• SUPPLIED RECORDS
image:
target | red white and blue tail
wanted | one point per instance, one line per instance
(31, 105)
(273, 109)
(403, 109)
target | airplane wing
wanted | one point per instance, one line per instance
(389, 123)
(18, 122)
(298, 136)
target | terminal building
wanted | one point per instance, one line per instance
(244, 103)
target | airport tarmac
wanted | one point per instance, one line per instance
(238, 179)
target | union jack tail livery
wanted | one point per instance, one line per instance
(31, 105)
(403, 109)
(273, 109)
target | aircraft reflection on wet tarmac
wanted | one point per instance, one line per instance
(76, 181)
---
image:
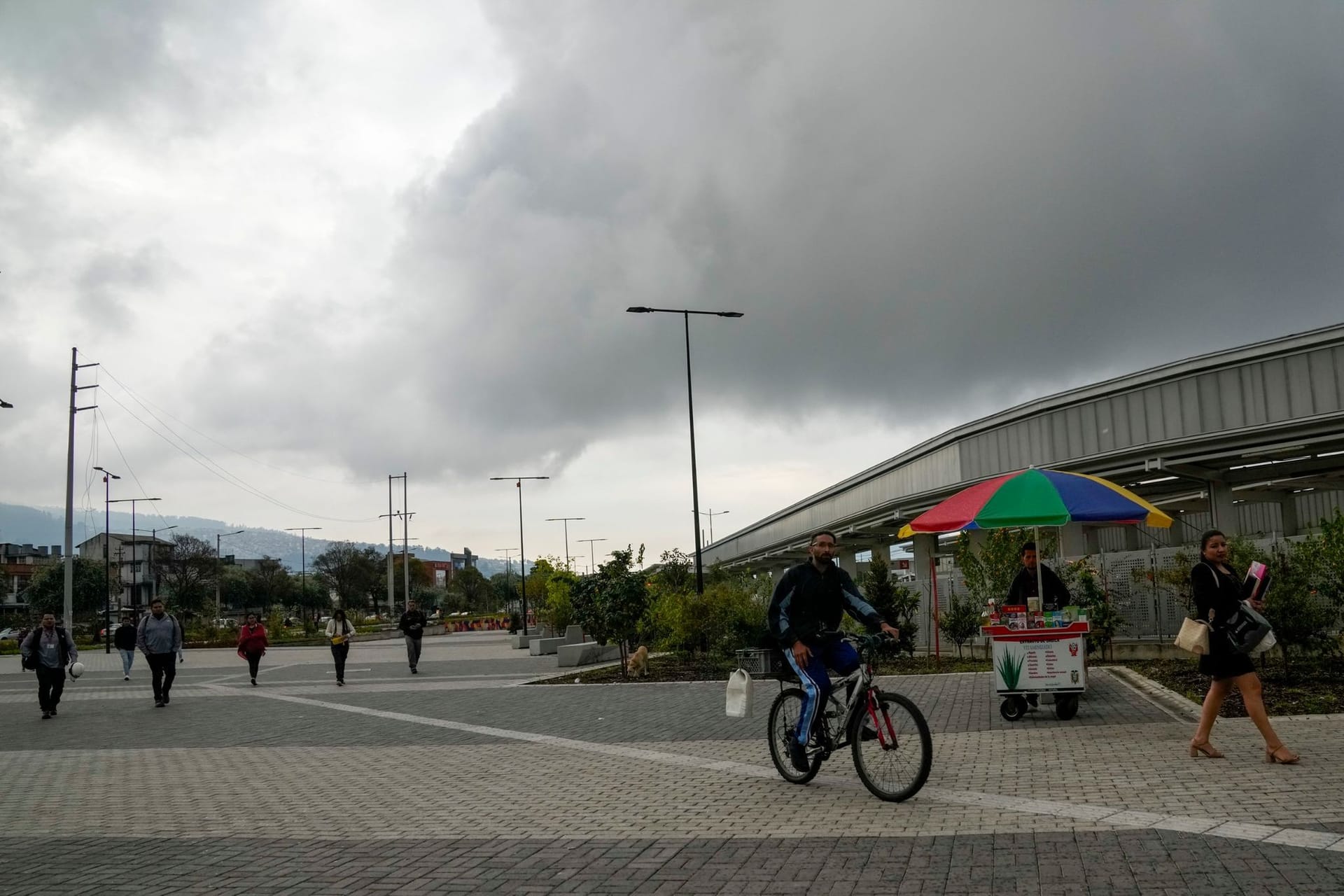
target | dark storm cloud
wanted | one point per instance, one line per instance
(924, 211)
* * *
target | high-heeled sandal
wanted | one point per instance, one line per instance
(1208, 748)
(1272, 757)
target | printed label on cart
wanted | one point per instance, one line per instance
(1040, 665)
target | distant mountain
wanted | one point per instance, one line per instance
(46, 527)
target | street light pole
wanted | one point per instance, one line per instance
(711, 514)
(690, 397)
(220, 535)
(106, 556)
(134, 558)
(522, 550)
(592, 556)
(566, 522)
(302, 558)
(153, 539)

• DIRECTIVE
How many lines of the listing above contain the string "target"? Reply with the number alone.

• TASK OUTPUT
11